------ Exercise inputs ------

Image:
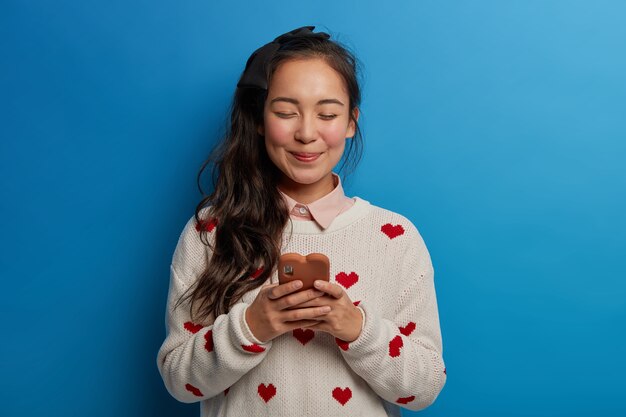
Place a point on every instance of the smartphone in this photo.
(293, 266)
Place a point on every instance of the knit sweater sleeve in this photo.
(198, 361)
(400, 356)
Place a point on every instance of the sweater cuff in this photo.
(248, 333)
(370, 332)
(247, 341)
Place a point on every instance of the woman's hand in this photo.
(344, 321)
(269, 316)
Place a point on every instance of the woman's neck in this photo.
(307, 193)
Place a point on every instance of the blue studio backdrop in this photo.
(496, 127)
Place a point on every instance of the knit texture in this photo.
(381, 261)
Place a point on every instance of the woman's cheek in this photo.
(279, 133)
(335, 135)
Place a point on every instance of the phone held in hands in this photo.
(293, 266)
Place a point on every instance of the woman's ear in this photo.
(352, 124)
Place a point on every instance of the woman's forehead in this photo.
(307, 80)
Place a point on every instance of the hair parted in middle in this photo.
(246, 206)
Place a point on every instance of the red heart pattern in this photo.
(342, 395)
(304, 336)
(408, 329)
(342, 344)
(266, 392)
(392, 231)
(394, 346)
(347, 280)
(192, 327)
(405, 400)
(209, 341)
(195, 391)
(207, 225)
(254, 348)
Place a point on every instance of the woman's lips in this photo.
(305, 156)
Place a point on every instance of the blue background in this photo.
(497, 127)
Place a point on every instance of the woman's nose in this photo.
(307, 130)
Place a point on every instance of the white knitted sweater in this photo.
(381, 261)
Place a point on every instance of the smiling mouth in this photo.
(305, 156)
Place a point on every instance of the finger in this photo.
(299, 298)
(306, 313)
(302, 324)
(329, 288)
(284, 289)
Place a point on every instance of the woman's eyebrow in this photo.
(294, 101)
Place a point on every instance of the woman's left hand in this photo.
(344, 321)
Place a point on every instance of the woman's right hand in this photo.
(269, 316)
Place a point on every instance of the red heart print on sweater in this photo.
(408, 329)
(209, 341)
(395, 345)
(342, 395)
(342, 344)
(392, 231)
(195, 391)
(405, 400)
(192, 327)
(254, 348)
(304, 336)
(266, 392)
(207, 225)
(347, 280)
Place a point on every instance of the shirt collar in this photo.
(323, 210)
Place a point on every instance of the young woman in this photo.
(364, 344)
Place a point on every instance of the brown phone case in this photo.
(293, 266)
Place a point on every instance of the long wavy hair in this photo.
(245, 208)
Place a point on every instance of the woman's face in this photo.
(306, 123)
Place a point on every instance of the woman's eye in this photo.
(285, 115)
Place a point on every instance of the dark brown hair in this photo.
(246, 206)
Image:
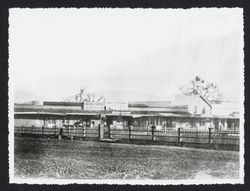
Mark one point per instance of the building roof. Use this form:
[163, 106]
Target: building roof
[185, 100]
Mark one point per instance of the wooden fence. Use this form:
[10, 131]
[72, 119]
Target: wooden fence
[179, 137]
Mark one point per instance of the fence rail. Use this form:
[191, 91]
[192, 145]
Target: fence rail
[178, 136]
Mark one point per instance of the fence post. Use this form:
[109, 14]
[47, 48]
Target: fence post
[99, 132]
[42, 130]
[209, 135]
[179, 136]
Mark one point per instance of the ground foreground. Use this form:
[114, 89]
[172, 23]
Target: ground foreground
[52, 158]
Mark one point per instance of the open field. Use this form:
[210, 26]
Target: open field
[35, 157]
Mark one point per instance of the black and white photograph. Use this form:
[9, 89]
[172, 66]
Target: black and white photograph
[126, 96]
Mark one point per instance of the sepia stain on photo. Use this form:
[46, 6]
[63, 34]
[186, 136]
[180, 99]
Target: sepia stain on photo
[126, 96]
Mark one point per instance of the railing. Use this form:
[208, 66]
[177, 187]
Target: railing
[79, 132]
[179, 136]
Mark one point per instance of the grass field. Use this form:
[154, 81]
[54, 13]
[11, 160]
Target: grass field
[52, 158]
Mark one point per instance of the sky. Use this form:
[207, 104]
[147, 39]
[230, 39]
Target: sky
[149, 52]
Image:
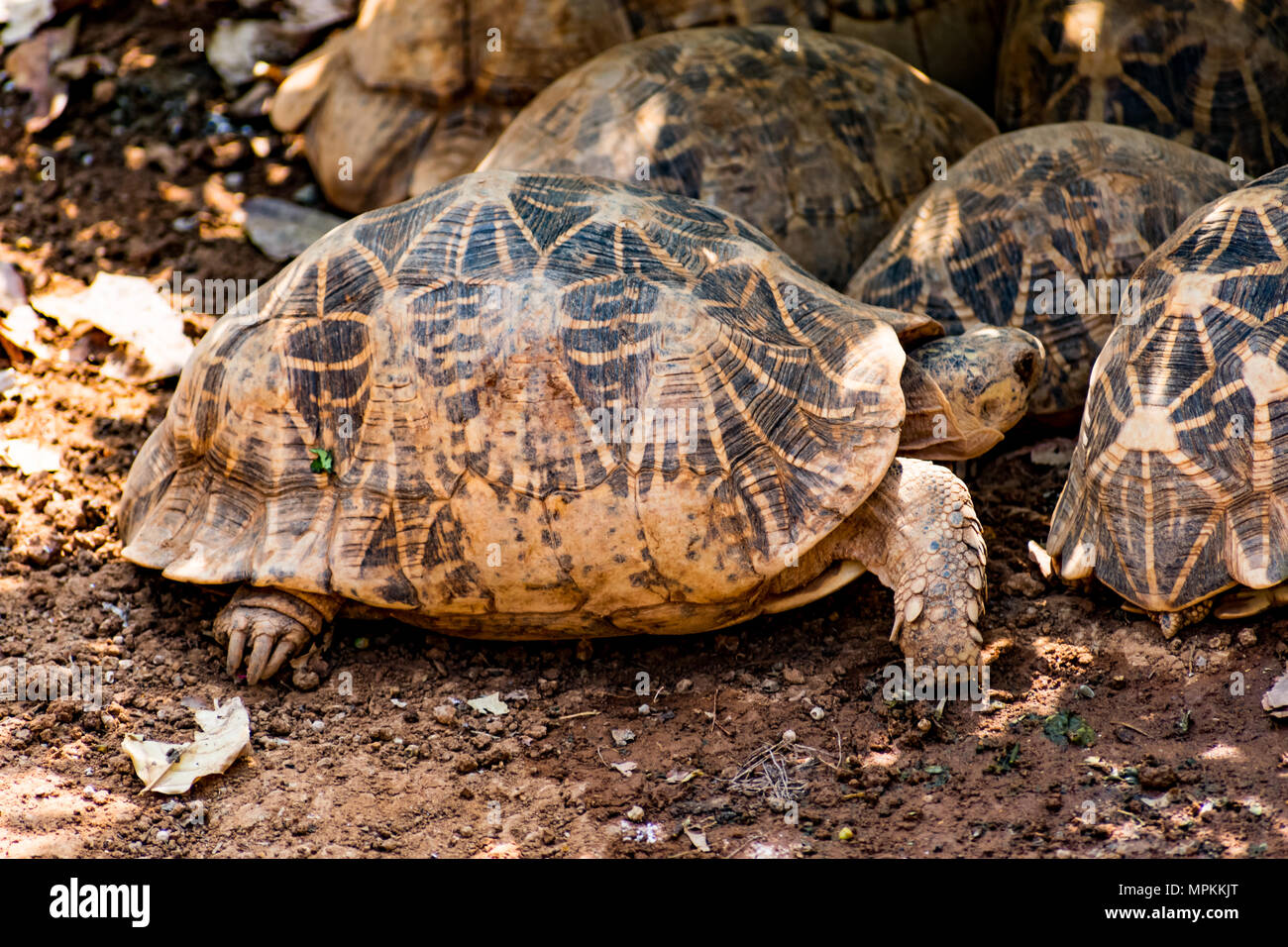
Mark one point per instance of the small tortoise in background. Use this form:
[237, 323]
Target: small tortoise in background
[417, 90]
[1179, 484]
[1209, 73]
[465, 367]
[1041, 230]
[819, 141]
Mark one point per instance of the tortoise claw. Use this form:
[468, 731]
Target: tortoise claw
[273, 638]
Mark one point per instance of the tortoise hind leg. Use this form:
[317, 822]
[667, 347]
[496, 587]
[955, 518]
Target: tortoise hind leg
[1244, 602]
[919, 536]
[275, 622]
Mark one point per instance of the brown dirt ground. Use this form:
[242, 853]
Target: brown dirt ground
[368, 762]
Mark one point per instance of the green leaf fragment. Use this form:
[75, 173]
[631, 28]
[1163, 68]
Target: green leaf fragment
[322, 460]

------
------ Exercise inputs ------

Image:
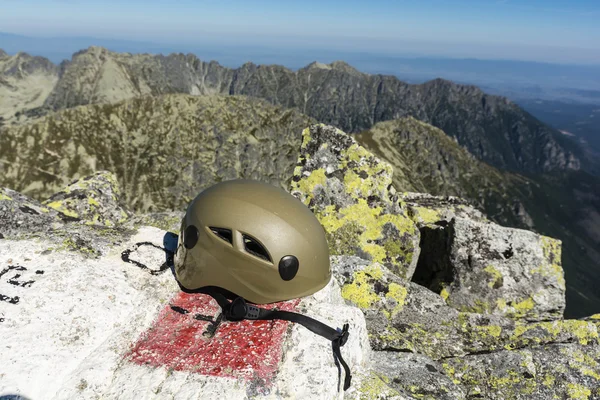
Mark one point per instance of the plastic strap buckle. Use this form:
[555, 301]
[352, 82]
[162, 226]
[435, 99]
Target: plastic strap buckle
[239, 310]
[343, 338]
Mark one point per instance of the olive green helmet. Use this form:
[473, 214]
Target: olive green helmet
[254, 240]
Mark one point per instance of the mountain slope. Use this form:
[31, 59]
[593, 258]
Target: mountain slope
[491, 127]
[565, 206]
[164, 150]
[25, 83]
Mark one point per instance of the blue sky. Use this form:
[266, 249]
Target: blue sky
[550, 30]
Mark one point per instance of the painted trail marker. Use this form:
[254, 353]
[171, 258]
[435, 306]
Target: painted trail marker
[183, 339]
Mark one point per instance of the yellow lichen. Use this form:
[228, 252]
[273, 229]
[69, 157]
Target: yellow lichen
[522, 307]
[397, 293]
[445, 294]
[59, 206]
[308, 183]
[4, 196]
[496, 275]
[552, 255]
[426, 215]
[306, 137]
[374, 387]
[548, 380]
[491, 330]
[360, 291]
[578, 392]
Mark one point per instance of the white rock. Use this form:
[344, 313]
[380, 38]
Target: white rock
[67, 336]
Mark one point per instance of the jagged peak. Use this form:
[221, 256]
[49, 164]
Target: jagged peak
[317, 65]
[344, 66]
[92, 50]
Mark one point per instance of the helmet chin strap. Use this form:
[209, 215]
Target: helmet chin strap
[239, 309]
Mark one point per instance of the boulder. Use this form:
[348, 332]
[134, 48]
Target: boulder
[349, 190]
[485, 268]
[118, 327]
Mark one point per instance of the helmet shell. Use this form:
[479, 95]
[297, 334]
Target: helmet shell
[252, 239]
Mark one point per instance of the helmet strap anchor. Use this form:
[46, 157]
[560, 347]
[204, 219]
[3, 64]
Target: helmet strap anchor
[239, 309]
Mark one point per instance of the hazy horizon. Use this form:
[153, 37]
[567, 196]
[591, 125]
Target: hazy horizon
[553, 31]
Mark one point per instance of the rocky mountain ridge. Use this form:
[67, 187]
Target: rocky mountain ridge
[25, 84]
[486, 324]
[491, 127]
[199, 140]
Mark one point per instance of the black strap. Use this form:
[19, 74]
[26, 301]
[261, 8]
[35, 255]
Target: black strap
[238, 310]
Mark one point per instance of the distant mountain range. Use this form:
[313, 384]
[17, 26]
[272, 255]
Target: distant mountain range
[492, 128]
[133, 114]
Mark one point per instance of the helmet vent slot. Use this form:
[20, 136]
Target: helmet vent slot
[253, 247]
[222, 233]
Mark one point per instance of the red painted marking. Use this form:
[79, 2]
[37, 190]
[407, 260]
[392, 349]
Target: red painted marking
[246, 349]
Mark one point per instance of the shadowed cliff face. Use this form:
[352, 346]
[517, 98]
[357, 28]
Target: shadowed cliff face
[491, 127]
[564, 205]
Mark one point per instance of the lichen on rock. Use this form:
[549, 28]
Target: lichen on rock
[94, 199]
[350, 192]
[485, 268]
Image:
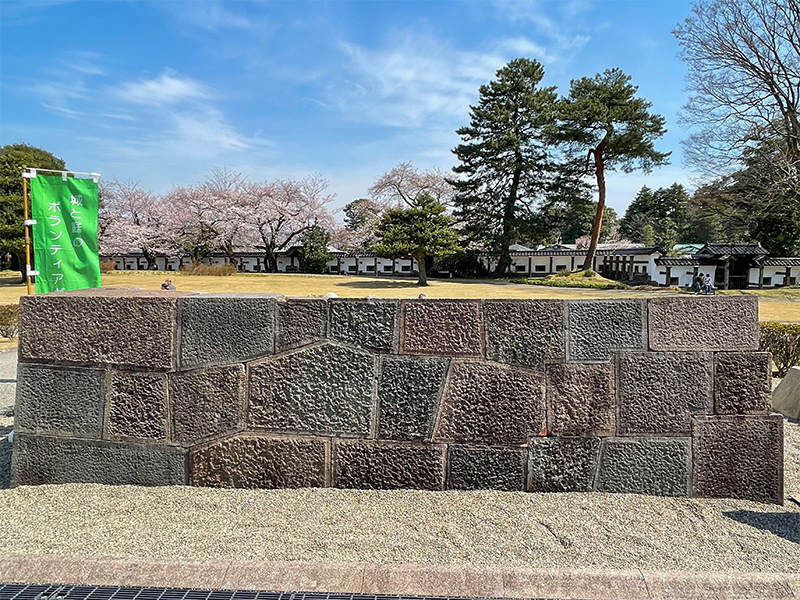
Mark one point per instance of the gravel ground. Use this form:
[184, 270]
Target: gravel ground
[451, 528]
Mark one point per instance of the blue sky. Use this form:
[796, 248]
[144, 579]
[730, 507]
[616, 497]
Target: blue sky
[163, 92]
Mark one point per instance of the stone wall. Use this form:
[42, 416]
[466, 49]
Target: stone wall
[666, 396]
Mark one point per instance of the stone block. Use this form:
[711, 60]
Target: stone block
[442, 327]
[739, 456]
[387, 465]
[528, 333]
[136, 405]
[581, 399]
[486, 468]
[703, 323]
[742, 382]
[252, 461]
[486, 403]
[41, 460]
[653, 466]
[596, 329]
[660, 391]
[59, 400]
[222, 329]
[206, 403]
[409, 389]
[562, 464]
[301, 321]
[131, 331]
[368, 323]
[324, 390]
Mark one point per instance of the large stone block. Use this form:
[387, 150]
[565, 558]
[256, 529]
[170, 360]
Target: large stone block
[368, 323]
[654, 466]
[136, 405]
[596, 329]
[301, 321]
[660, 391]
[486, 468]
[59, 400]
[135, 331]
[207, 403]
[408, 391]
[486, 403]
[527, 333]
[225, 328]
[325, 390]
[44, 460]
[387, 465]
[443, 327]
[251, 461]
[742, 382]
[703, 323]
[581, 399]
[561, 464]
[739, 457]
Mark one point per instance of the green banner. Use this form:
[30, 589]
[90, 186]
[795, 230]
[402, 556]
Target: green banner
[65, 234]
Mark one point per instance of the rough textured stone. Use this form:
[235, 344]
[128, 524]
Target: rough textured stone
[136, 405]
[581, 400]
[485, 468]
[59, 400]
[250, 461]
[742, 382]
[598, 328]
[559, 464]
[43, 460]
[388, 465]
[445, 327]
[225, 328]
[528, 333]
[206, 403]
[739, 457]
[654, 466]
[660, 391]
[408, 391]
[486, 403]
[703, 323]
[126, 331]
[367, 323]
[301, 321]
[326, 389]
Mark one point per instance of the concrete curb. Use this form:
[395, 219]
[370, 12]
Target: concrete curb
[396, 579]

------
------ Exercise inputs ------

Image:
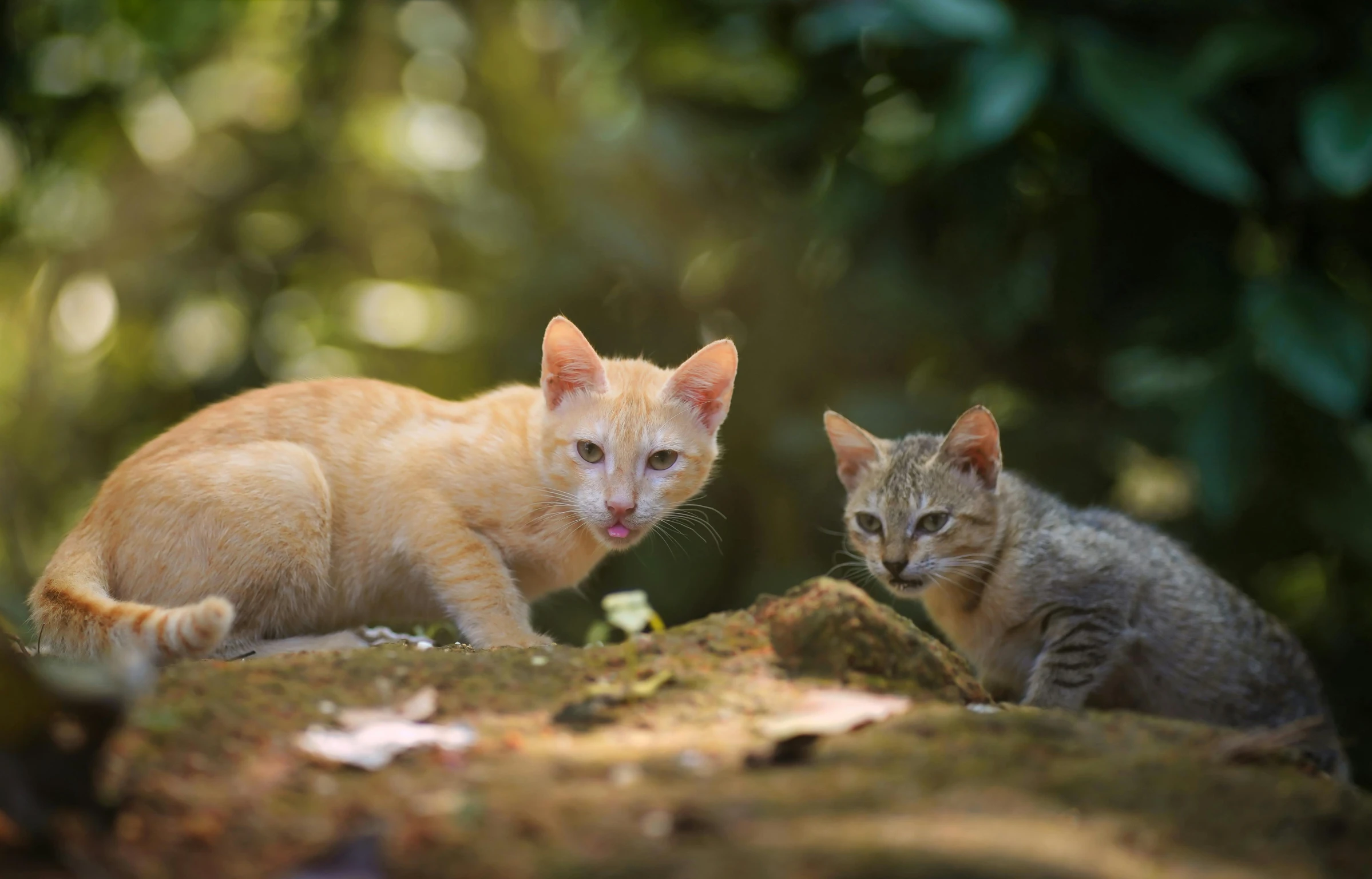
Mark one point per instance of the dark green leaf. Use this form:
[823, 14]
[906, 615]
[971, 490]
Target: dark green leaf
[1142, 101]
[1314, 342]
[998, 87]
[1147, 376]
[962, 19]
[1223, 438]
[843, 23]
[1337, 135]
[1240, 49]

------

State how many lines in the records contain the string "shell", and give only that number.

2